# start of Page text
Facts about the Canadian commercial seal hunt
All you need to know about the Canadian commercial seal hunt.
Below are answers to frequently asked questions about the Canadian Commercial Seal Hunt. There is a brochure available in pdf format for distribution and the bottom of this page.
What is the Canadian Commercial Seal Hunt?
The Canadian Commercial seal hunt is the largest slaughter if marine mammals in the world.
This is done to provide fur to Norway and China.
It is a senseless, unethical, immoral, wasteful and very cruel hunt.
How did seal clubbing come to be and what is the history behind it?
The aboriginal people started to hunt seals about 4,000 years ago. The first record of European migratory fisherman hunting the harp seals was in the 1500's. The European fisherman were the first to hunt the seals for economic purposes and in the early 1600's the settlers started to use nets to catch the seals. In early 1700's the hunt expanded by using boats and guns. 1723 is the year recorded as the first time this seal hunt became an annual event. The seals were killed for their valuable seal oil used as cooking oil, lubricant,for soap, lamp oil and to treat leather.
The sealers started to use sckoooners to go to the ice floes in 1794 and then it turned into the second largest industry in New Foundland. In the 1800's the seal oil declined as the major export of the seal hunt because it was replaced with other products and then the seal fur started to be the main export product. The sealing industry declined and went from providing 30% to 10% of all of Newfoundland's exports.
In the early 1900's it wasn't an stable hunt and then with the WWI and WWII, most of the boats were used for the war effords. In 1947, there were only a couple of large vessels used and Canada, Norway, the Soviet Union, Denmark, US and France pushed out he New Foundlander Merchants.
In the 80's there was a ban on the trade of white coats in Europe (white coats are harp seals less than 2 weeks old), which after lots of propaganda, only misleaded the world and the Canadian public into believing that the seal hunt have ended for good. This ban only delayed their slaughter for few days until they were older than two weeks up to when they started to shed their first newborn fur. This was NOT a victory at all, because it didn't save the seals.
From 2007- to 2010, CATCA was very involved into achieving a ban on the import trade of all seal products at the European Union. Just few months ago and after several threats of Canada to sue the World Trade Organization for this ban, the ban was finally implemented.
But the seal hunt has declined because with the EU ban there is no market for the pelts. Besides that the geographical and extreme weather conditions are very dangerous for the sealers too, so for a seal pelt that 4 years ago was worth it up to $100 CAD, last year it was worth it $6 dollars, so many sealers decided last year that it was just not worth it the risk.
Now in a desperate attempt to revive and save this senseless, unethical, wasteful and cruel seal hunt, our federal government made an agreement with China to sell them seal meat, seal oil and seal fur. That is quite concerning, because if this works out, according to a colleague calculations, if only a 0.6 of the Chinese people consume these products, that will wipe out completely the harp seal population on the Atlactic side of Canada.
# end of Page text
● Problem requirements
For each statement, say yes or no to whether it agrees with the seal hunt page, and quote the deciding words: (a) European fishermen were first recorded hunting harp seals in the 1500s; (b) in the 1800s, seal oil replaced seal fur as the hunt's main export; (c) the European ban of the 1980s applied to harp seals under two weeks old. The items are not needed for anything here.
# start of Supplied material
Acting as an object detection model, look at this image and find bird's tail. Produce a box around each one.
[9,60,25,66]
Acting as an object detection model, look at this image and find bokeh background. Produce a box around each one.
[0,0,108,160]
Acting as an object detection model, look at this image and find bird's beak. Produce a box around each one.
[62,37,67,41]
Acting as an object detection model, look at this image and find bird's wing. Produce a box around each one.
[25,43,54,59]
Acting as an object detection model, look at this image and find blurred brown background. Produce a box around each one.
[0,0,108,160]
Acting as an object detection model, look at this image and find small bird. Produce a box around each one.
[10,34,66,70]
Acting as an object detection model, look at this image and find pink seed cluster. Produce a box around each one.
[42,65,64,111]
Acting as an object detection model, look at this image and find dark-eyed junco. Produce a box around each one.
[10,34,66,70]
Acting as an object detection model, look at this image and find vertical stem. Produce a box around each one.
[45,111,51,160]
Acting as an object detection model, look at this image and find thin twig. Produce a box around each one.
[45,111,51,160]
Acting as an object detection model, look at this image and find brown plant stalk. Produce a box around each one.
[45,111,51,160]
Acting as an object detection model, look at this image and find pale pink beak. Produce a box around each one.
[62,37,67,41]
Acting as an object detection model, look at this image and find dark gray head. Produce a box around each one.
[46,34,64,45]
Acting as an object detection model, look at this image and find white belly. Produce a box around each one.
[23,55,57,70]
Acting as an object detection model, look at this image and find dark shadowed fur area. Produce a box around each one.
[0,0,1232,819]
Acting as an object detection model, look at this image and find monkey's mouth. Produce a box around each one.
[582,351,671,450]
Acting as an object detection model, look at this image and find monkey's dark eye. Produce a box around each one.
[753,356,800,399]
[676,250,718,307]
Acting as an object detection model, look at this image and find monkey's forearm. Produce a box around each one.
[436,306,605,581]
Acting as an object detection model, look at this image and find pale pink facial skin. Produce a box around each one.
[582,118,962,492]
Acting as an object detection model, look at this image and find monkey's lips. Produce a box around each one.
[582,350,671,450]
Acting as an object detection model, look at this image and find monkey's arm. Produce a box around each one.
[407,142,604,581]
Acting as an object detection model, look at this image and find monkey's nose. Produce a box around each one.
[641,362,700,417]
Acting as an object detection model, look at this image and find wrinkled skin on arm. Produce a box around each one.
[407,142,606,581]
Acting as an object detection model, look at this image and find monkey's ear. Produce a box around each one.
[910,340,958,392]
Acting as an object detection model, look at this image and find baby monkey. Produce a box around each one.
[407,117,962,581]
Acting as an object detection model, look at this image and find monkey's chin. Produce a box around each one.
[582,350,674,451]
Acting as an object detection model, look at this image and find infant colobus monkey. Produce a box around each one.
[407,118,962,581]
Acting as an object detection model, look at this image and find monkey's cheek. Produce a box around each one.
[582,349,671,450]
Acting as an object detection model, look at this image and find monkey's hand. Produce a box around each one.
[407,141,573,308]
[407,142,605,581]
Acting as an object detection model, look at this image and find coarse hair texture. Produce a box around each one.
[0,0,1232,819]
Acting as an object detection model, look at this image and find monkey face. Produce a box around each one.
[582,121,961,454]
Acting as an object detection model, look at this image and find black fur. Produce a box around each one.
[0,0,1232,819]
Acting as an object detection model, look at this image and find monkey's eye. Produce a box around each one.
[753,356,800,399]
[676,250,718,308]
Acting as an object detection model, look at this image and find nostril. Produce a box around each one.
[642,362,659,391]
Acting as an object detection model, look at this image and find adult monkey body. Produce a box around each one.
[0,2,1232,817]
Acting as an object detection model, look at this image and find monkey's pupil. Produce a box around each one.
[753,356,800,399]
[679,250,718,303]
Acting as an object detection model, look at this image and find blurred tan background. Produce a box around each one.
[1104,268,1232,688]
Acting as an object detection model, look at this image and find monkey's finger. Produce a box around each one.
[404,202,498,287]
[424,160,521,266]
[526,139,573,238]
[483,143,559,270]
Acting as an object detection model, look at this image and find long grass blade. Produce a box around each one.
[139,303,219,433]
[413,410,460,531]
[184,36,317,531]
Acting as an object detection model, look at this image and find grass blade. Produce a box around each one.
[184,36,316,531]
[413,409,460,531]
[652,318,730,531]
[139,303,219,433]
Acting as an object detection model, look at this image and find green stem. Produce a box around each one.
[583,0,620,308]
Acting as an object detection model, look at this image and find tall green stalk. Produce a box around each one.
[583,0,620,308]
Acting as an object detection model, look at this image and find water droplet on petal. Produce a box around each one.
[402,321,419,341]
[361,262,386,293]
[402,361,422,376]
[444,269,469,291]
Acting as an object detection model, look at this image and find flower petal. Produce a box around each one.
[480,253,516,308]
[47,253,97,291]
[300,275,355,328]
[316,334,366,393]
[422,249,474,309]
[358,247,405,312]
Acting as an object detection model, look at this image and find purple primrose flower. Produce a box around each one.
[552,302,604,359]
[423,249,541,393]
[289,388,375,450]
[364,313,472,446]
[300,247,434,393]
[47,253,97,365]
# end of Supplied material
● Finished answer
(a) Yes: "The first record of European migratory fisherman hunting the harp seals was in the 1500's."
(b) No: "In the 1800's the seal oil declined as the major export of the seal hunt because it was replaced with other products and then the seal fur started to be the main export product."
(c) Yes: "there was a ban on the trade of white coats in Europe (white coats are harp seals less than 2 weeks old)"